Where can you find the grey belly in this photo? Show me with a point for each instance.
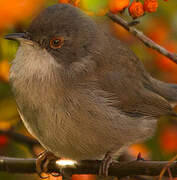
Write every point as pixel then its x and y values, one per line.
pixel 68 138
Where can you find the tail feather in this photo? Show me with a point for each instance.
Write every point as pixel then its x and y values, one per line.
pixel 166 90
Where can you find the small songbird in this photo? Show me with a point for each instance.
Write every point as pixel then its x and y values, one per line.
pixel 80 91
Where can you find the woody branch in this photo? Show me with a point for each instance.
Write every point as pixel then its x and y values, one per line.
pixel 149 168
pixel 147 41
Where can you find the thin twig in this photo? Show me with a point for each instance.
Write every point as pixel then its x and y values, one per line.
pixel 149 168
pixel 147 41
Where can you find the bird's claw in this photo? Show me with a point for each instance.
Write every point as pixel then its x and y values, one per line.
pixel 42 162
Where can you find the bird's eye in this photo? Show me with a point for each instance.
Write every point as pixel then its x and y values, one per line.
pixel 57 42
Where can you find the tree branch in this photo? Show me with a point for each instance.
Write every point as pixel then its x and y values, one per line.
pixel 149 168
pixel 147 41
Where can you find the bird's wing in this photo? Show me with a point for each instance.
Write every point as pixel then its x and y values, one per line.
pixel 132 95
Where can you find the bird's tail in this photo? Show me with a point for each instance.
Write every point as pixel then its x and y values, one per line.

→ What you are asked to do:
Search the data and copy each line containing "branch".

→ Output of the task:
Where can you find the woody branch in this photo? Show me with a point for each instance.
Where can you find the tree branch in this photo? Show me with a point for each instance.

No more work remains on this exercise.